* _Data supplied_
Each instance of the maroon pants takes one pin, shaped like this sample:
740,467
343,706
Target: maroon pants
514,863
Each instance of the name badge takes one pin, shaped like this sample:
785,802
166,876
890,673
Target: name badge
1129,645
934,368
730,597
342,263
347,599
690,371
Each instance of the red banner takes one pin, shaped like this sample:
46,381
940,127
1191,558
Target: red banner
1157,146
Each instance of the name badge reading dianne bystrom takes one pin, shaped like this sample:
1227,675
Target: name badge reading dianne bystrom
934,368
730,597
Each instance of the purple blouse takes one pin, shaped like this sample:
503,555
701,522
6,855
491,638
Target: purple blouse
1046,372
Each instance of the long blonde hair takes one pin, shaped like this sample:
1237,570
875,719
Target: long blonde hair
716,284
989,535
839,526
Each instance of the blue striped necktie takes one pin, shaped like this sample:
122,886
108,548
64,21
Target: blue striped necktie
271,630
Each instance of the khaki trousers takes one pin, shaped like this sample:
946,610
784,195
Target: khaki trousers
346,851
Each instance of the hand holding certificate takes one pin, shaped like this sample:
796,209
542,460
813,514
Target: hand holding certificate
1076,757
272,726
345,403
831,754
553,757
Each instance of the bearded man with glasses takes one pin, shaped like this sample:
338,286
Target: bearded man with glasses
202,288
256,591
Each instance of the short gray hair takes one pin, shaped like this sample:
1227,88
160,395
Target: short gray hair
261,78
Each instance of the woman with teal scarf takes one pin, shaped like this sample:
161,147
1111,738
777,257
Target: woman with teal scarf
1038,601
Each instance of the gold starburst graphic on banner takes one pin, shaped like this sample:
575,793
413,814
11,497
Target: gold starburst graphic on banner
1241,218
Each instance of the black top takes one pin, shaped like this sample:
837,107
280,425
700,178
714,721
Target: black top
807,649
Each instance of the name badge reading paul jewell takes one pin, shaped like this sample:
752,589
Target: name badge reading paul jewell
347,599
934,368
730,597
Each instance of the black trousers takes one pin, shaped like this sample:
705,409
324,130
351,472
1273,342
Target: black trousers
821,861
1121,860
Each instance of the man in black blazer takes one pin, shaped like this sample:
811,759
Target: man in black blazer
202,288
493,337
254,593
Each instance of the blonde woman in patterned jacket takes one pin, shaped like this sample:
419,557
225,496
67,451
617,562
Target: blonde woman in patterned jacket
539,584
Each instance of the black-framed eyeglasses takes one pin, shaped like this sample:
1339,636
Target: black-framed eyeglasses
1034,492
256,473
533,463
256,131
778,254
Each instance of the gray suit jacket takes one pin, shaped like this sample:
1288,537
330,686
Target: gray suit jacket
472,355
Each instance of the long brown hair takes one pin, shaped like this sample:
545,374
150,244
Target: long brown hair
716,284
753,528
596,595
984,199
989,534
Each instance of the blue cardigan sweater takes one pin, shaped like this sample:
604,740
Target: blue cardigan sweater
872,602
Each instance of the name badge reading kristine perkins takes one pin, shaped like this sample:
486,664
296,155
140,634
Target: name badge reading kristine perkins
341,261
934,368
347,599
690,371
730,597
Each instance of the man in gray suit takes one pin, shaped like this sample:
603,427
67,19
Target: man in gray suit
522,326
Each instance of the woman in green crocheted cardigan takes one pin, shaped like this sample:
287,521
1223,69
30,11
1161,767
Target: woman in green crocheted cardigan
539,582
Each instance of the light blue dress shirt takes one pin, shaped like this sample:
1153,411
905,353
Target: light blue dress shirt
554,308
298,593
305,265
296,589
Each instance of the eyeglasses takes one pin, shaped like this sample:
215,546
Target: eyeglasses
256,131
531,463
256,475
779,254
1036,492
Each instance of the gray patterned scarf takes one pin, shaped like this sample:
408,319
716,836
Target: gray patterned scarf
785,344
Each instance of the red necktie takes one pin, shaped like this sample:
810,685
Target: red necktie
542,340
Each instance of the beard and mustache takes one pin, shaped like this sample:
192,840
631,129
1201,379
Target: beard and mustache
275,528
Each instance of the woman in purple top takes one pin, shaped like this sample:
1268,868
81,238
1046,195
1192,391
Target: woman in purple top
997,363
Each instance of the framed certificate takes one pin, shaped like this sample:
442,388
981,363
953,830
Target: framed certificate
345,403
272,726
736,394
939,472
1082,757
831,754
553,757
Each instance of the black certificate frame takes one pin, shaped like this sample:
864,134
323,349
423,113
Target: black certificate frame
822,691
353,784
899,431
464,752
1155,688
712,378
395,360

* _Task prompt_
For this exercise, retype the complete listing exactly.

* _Reply to the exercise_
Each instance of the maroon pants takes one pin, shaped like this sample:
740,467
343,706
Target: maroon pants
514,863
Each instance of the name badge takes one pin, shaped like this sample:
785,802
166,876
890,673
Target: name badge
1129,645
934,368
730,597
342,263
347,599
690,371
Each instance of the red banner takes one pin, shaped like this sample:
46,381
940,127
1191,558
Target: red banner
1157,146
Each instance of the name badge reading dianne bystrom takes one pin, shaped like this sample:
1227,675
Target: name badge reading dianne bystrom
934,368
730,597
Each instance of the purple blouse takes one pin, shaped like this sample:
503,555
701,522
6,855
491,638
Target: purple blouse
1046,372
Each instance of the long blonde hair takes one pin, shaped like this sample:
1237,570
875,719
Target: long blonde hair
716,284
989,535
839,526
Each instance of the blue striped necktie takes one pin, shaped like this sample:
122,886
108,548
64,21
Target: blue striped necktie
271,630
Each instance of the khaki trousers takes one pin, shaped like this sample:
946,610
784,195
Target: khaki trousers
346,851
Each instance of the hand holding certificate takes one pin, shaped like this sample:
796,209
542,460
813,514
Target: hand holding certificate
1076,757
272,726
345,403
831,754
553,757
Each instance of the bearded man with glasses takes one pin, shaped like this sample:
338,286
Target: bearded man with glasses
202,288
256,591
Each instance of the short gray hair takes one pin, shaped like this sample:
1227,88
160,395
Target: short gray hair
261,78
Each instance of the woman with teal scarf takes one pin, shaped like this sample:
161,147
1111,738
777,257
Target: woman with teal scarf
1038,601
Each instance of the gold starburst graphic on banner takes one pin, shaped like this sample:
575,793
413,814
11,497
Target: gold starburst graphic on banner
1241,218
Each instance of the black top takes one pin, shaped like this sample:
837,107
280,425
700,178
714,721
Target: black top
807,649
Each instance of the name badge reading paul jewell takes one pin, shaped like this sample:
752,589
Target: name badge reading paul jewell
347,599
934,368
730,597
Each instance of the black trousers takes one pin, shaped like this sample:
705,409
324,130
351,472
1273,342
Target: black trousers
821,861
1121,860
Each instance of the man in black blazer takes one pin, shaped like this sample:
811,759
Target: man in black blazer
202,288
493,337
254,593
Each instance of the blonde woman in patterned jacket takes one pin, shaped like this sample:
419,557
225,496
67,451
617,562
Target: blonde woman in patterned jacket
539,584
Each instance of the black-framed eyeglasses takes one pin, shaped like this sample:
1339,636
Target: black-framed eyeglasses
1034,492
256,473
533,463
256,131
778,254
Each instance of the gray suit jacket takes one pin, shaped like this sample:
1288,537
330,686
Target: gray suit jacket
472,355
Each instance of the long brown hair takes one pin, shaped like this sample:
545,374
150,244
Target: long brown hair
716,284
753,528
596,595
984,199
989,534
Each instance of the blue cardigan sweater takes one pin, shaped like this sample:
604,740
Target: blue cardigan sweater
872,602
Each instance of the name badge reading kristine perkins takes one pin, shaped like this sample:
486,664
296,155
140,634
Target: name badge reading kristine perkins
341,261
934,368
347,599
690,371
730,597
Each instance of the man in gray suit takes one pin, shaped like this sample:
603,427
67,19
Target: man in gray suit
522,326
Each instance of the woman in green crocheted cardigan takes one pin, shaped like this sample:
287,521
1223,69
30,11
1161,767
Target: woman in green crocheted cardigan
539,582
Each instance of the light blue dress shirt takes one pin, shaped like this sample:
1153,411
905,353
Target: light blue dress shirt
554,308
298,593
305,265
296,589
Each instance of the eyeglasses takes one pin, shaped like this sample:
215,546
Target: eyeglasses
256,131
531,463
256,475
779,254
1036,492
Each instance of the gray patterned scarf takes one pin, shaped like this sample:
408,319
716,836
Target: gray patterned scarf
785,344
Each instance of the red necktie takes one pin, shaped like this sample:
810,685
Target: red necktie
542,340
Each instance of the beard and mustache takes one pin, shaped like this sample:
192,840
631,129
1201,379
Target: beard and mustache
275,528
Each instance of the woman in purple top takes one pin, shaped like this sample:
1268,868
81,238
1046,195
1192,391
Target: woman in purple top
997,363
Each instance of the framed certificate takes one pin, shaped like this sample:
442,388
981,363
953,830
Target: framed certificate
345,403
272,726
736,394
939,472
1082,757
831,754
553,757
Each instance of the black certificate frame takes one pin, shaped like this sample:
864,134
323,349
423,113
Target: black certificate frame
822,691
353,784
899,431
464,752
1155,688
712,378
395,360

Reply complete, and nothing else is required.